• **Goal**: Please rewrite the rows below, changing every "bounding box" to "bounding rectangle" and leaving everything else untouched.

(Region annotation entries)
————
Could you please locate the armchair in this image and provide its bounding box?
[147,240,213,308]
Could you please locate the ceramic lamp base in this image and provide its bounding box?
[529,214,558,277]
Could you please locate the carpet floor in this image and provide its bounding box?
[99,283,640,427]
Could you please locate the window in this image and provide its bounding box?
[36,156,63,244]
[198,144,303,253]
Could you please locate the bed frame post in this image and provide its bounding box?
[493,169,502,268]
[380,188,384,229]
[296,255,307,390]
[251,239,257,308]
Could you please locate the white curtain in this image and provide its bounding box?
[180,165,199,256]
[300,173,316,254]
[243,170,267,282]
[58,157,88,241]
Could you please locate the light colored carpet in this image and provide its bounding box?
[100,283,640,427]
————
• **Task output**:
Could you please locate the armchair in this image and provide its bounding rectangle?
[147,240,213,308]
Could you please locate the ceramic lamp base in this image and provide its bounding rectangle?
[529,214,558,277]
Could you please locate the carpet floor in this image and provide its bounding rectangle?
[99,283,640,427]
Could you please locate the window in this image and provide its bounding rectangle?
[36,156,63,244]
[198,144,303,253]
Could you please locate the bed frame post in this image and provide its bounding rectangle?
[493,169,502,268]
[380,188,384,229]
[296,255,307,390]
[251,239,257,308]
Could you please locate the white curtain in this image and provide its bounding rectangle?
[180,165,199,256]
[300,173,316,254]
[243,170,267,282]
[58,157,88,241]
Could you please locate the light colored carpet in this image and provide its bounding rectangle?
[100,283,640,427]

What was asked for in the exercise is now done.